[CONSIGNE]:
Répondez, s'il vous plaît, aux questions suivantes sur l'article consacré à la thérapie génique, en numérotant vos réponses de la même façon :
1. Dans quelle revue l'équipe de Pennsylvanie a-t-elle publié ses résultats ?
2. Quel âge avait KJ ?
3. Avec quelle lettre la lettre C forme-t-elle une paire dans l'ADN ?

Santé

Ce bébé sauvé d’une maladie mortelle par la thérapie génique est un immense pas en avant

SANTÉ – C’est comme si la ligne d’arrivée était (enfin) en vue pour la thérapie génique. Cette technique prometteuse, révolutionnaire même, fait parler depuis des années, mais ses applications ont longtemps semblé prendre du retard par rapport aux attentes. Mais une équipe de l’Université et de l’hôpital pour enfants de Pennsylvanie vient de montrer que la recherche sur ce front n’a cessé d’avancer, malgré les obstacles, en publiant ses résultats dans la revue The new england journal of medicine.

C’est le fils de Kyle et Nicole Muldoon, KJ, qui a permis cette avancée. Âgé de neuf mois, le bébé était atteint d’une forme sévère de déficit en CPS1, une enzyme essentielle au bon fonctionnement de notre corps. Sans elle, l’ammoniac que produit naturellement notre corps n’est pas transformé en urée, et s’accumule dans le sang. Une affection mortelle pour notre corps si elle n’est pas traitée.

Ce déficit, provoqué par une mutation génétique, ne pouvait jusqu’ici être traité que par une greffe d’un foie sain. Une procédure qui, en plus d’exiger une attention constante tout au long de la vie du patient, présente des dangers pour les patients d’un très jeune âge, comme c’est le cas pour KJ. À l’hôpital depuis sa naissance, le petit garçon a donc reçu avec succès en février la première dose d’une thérapie génique qui lui évite cette procédure, et ouvre la voie à d’autres traitements pour de nombreux malades.

Pour comprendre ce qu’a fait l’équipe américaine, il faut revenir sur ce que sont nos gènes. Tout être vivant est constitué d’ADN, lui-même composé de plusieurs « bases nucléotides », l’alphabet du vivant. Pour faire simple, 4 lettres servent à créer les brins d’ADN : A, T, C et G. Celles-ci fonctionnent par paires : A avec T et C avec G (rappelez-vous, il y a deux brins dans l’ADN). C’est l’ordre de ces séquences de lettres qui définit chaque gène.

[DONNÉES SOURCES]:

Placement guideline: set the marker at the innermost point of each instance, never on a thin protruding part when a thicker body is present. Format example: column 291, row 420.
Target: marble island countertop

---

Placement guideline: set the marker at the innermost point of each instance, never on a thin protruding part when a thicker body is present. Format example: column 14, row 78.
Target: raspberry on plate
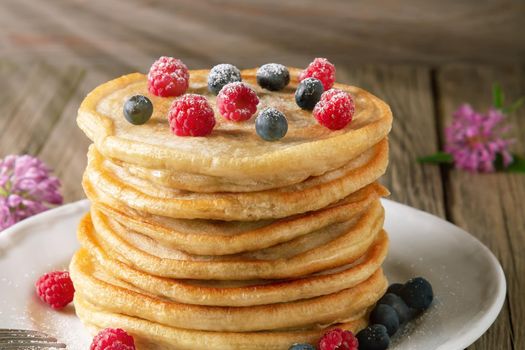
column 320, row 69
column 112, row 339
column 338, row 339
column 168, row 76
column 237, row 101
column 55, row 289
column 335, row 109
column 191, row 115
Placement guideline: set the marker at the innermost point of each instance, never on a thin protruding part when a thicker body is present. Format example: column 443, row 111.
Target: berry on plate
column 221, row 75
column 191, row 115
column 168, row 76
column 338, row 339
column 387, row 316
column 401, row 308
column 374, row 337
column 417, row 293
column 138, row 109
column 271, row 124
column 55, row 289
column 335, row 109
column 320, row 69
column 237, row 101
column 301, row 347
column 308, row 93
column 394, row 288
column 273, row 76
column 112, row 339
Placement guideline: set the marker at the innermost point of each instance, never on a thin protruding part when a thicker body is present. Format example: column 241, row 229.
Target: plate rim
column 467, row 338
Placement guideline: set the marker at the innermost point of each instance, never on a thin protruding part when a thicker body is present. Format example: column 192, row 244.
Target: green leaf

[RÉPONSE]:
1. The New England Journal of Medicine.
2. Neuf mois.
3. Avec la lettre G.